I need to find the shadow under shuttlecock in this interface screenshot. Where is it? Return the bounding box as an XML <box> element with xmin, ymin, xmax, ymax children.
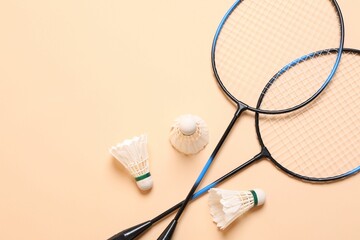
<box><xmin>218</xmin><ymin>205</ymin><xmax>264</xmax><ymax>236</ymax></box>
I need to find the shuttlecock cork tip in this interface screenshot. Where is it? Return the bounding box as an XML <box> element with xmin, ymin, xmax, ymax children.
<box><xmin>251</xmin><ymin>188</ymin><xmax>266</xmax><ymax>206</ymax></box>
<box><xmin>179</xmin><ymin>115</ymin><xmax>196</xmax><ymax>136</ymax></box>
<box><xmin>136</xmin><ymin>173</ymin><xmax>153</xmax><ymax>191</ymax></box>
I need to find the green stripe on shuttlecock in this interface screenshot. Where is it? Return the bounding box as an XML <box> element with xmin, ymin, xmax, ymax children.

+--

__Written exercise__. Output every entry word for word, but omit the pictures.

__Answer to this exercise__.
I need to find the shadow under shuttlecock in this interface screenshot. Where is it? Return the bounding box as an XML <box> element with xmin, ymin, xmax, ymax children.
<box><xmin>218</xmin><ymin>205</ymin><xmax>264</xmax><ymax>236</ymax></box>
I need to find the shuttlecock cork tip in this interface screenshot. Where is it? Return the bounding box as an XML <box> element with xmin, ymin, xmax, ymax children.
<box><xmin>251</xmin><ymin>188</ymin><xmax>266</xmax><ymax>206</ymax></box>
<box><xmin>179</xmin><ymin>115</ymin><xmax>196</xmax><ymax>136</ymax></box>
<box><xmin>136</xmin><ymin>173</ymin><xmax>153</xmax><ymax>191</ymax></box>
I need to find the green stripe on shuttlecock in this interface screenshot. Where is it? Return the bounding box as an XML <box> element with xmin, ymin, xmax, ymax children.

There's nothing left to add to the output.